PASSAGE GIVEN ::
● ● ●

Prof. Linda Darling-Hammond
Prof. Linda Darling-Hammond

Darling-Hammond: The mess we are in

Linda Darling-Hammond addressed the extent of the troubles facing public education at the recent Save Our Schools March in Washington, D.C.

By Valerie Strauss

Stanford University Education Professor Linda Darling-Hammond helped Barack Obama draft his educational plan when he was a presidential candidate, and advised him on education issues during the transition between Obama’s 2008 election and 2009 inauguration. Since then, she has opposed the standardized test-based school reform policies of the Obama administration. Her speech at last Saturday’s Save Our Schools March in Washington D.C. explains the extent of the trouble public education is in. Here it is.

Darling-Hammond directs the Stanford University Center for Opportunity Policy in Education and was founding director of the National Commission on Teaching and America’s Future. A former president of the American Educational Research Association, Darling-Hammond focuses her research, teaching, and policy work on issues of school restructuring, teacher quality and educational equity.

● ● ●

RECORDED DATA ::
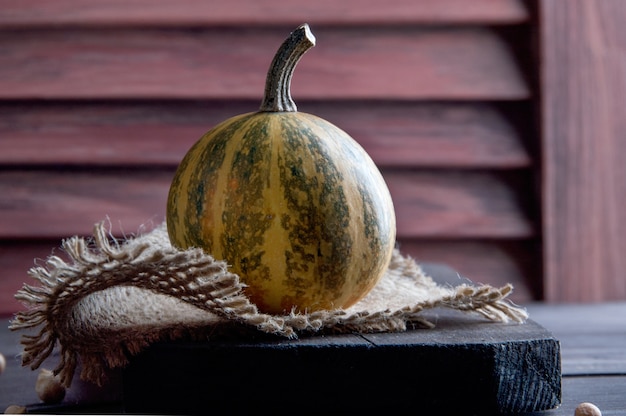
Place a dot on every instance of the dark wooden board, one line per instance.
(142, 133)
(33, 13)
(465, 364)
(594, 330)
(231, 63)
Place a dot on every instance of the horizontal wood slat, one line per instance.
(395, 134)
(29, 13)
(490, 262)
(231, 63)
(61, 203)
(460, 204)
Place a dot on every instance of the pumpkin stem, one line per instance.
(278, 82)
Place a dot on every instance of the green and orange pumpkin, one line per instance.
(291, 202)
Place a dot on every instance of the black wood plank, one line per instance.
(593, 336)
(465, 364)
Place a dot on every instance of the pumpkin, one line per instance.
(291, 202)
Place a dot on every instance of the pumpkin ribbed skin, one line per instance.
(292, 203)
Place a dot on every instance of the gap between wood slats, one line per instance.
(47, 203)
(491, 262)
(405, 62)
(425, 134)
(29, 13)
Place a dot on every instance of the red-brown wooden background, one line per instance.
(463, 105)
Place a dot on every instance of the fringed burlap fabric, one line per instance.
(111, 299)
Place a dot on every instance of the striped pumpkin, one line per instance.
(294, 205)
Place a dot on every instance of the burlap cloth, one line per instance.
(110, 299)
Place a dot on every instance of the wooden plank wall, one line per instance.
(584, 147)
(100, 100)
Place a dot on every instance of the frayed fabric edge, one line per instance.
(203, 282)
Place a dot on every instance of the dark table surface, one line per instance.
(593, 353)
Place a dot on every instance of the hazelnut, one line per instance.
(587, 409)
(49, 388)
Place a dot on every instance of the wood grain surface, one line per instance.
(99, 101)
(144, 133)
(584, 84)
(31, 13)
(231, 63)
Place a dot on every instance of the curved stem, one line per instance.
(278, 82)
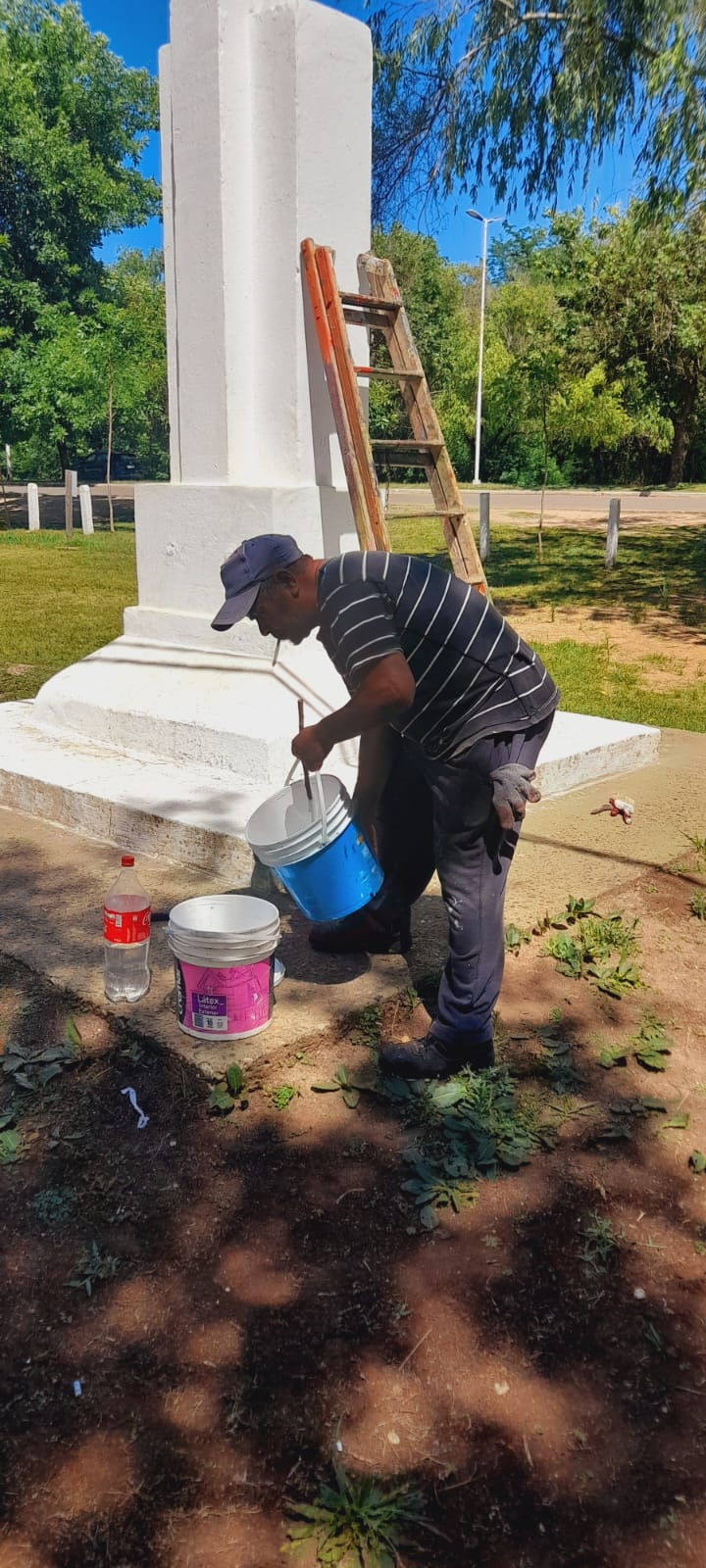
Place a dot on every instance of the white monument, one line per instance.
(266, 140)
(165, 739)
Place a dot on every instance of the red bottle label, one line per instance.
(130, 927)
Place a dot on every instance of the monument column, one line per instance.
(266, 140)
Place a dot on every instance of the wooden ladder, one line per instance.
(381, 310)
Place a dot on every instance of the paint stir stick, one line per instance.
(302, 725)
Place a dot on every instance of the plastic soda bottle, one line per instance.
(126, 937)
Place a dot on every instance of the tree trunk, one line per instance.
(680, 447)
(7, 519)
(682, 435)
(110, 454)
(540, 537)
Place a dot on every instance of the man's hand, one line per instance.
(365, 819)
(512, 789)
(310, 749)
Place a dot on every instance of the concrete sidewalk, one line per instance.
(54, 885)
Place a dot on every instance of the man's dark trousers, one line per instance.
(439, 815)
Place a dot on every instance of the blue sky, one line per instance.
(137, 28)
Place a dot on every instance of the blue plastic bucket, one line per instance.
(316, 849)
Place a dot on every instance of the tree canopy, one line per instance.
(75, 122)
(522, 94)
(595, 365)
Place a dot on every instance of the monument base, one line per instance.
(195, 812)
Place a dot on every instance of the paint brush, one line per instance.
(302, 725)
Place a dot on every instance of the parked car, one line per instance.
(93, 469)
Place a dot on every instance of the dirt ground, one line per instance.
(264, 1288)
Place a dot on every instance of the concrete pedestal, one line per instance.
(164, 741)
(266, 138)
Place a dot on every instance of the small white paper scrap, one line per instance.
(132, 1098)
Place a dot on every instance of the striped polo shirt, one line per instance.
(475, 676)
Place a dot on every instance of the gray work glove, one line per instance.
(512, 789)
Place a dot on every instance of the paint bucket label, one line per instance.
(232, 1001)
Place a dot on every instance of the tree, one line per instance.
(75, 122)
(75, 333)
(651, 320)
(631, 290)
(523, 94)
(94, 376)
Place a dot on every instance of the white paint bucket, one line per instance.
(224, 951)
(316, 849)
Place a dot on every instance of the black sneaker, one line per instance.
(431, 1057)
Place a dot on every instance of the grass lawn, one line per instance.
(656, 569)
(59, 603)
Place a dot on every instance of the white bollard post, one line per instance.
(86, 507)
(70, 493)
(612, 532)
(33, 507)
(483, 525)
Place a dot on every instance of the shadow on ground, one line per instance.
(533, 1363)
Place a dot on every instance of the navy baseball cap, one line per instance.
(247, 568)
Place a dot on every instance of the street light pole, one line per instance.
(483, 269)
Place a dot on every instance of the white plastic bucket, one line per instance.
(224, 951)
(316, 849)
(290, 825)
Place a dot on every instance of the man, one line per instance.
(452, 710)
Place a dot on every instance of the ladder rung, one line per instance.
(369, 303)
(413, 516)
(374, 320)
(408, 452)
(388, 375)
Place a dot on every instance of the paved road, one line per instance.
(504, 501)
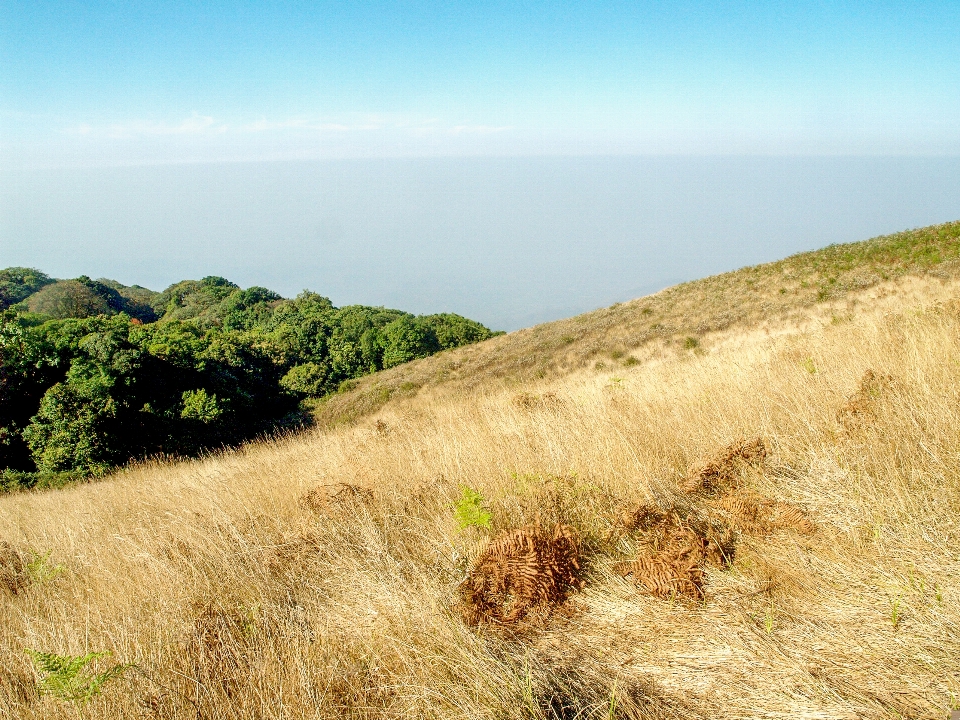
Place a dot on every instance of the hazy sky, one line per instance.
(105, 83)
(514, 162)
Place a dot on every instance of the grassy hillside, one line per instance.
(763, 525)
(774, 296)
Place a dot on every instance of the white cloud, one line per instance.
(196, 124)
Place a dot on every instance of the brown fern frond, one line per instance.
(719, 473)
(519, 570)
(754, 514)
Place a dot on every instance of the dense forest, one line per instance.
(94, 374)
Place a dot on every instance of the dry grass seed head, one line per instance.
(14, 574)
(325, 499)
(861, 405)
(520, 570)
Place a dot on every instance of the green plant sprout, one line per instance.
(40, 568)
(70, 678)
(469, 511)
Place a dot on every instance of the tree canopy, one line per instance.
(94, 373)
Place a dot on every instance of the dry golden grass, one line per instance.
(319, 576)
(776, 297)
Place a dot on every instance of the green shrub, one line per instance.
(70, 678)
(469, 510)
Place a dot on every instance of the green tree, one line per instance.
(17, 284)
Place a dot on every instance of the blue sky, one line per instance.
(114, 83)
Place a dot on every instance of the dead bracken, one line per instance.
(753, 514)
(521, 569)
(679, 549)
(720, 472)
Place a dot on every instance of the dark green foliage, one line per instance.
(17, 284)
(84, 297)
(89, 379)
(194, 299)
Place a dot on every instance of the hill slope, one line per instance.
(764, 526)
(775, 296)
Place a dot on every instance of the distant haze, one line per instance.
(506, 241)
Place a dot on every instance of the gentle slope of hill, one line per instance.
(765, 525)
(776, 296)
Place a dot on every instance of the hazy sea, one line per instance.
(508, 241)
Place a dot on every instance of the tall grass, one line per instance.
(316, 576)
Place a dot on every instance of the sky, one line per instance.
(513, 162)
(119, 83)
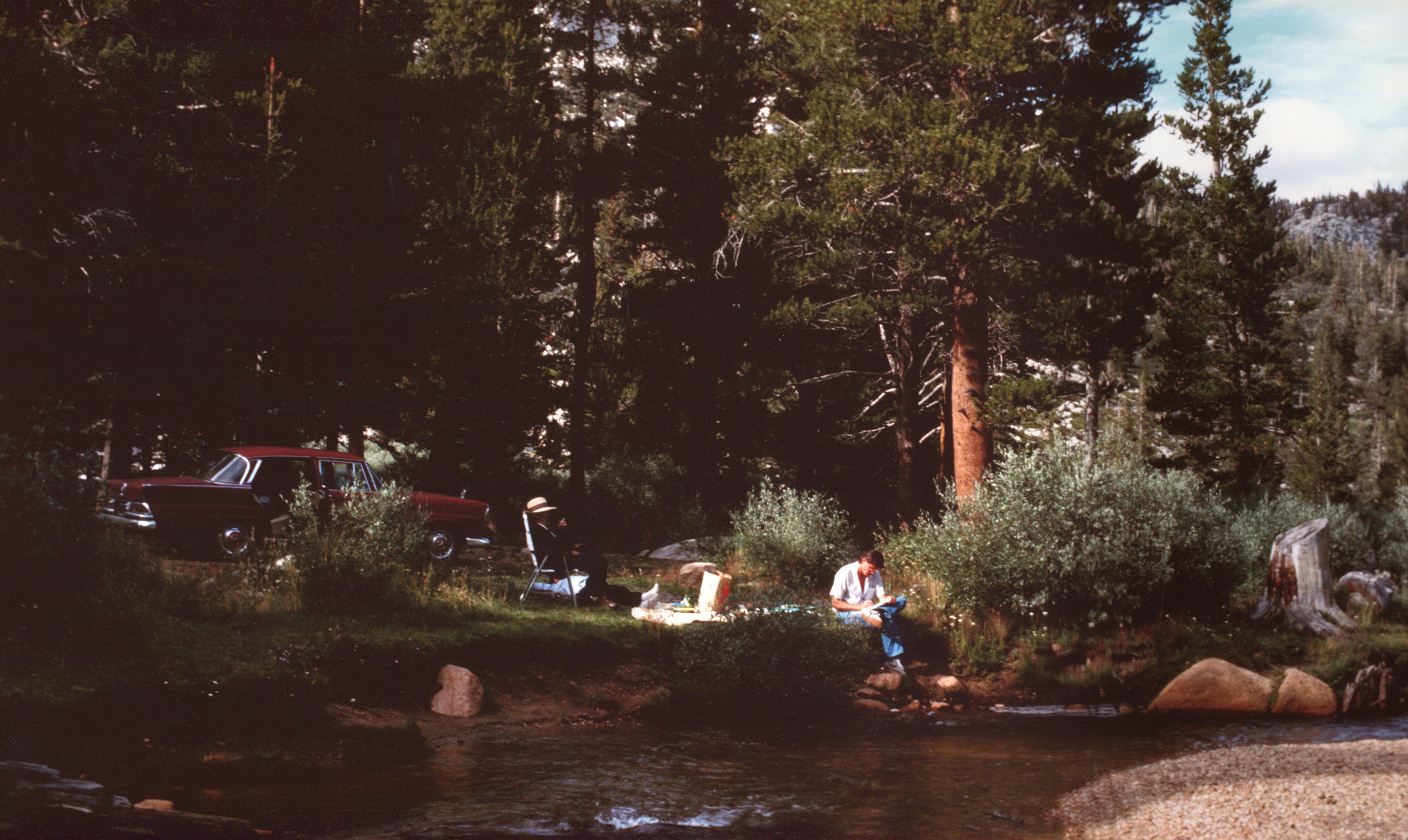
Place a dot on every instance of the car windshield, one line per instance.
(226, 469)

● ● ●

STATED TASK 1 ::
Answer these about the article on Linda Darling-Hammond:
(a) At what event did she give the speech?
(b) At which university is she an education professor?
(c) Of which organization is she a former president?
STATED TASK 2 :: Carry on the article about Linda Darling-Hammond's speech from the point where it stops.

RESPONSE 1 ::
(a) The Save Our Schools March in Washington, D.C.
(b) Stanford University
(c) The American Educational Research Association

RESPONSE 2 ::
Darling-Hammond’s speech:

Many people are asking: Why are we here? We are here because we are committed to a strong public education system that works for ALL our children. We are here because we want to prepare children for the 21st century world they are entering, not for an endless series of multiple-choice tests that increasingly deflect us from our mission to teach them well. We are here to protest the policies that produce the increasingly segregated and underfunded schools so many of our children attend, and we are here to represent the parents, educators and community members who fight for educational opportunity for them against the odds every day.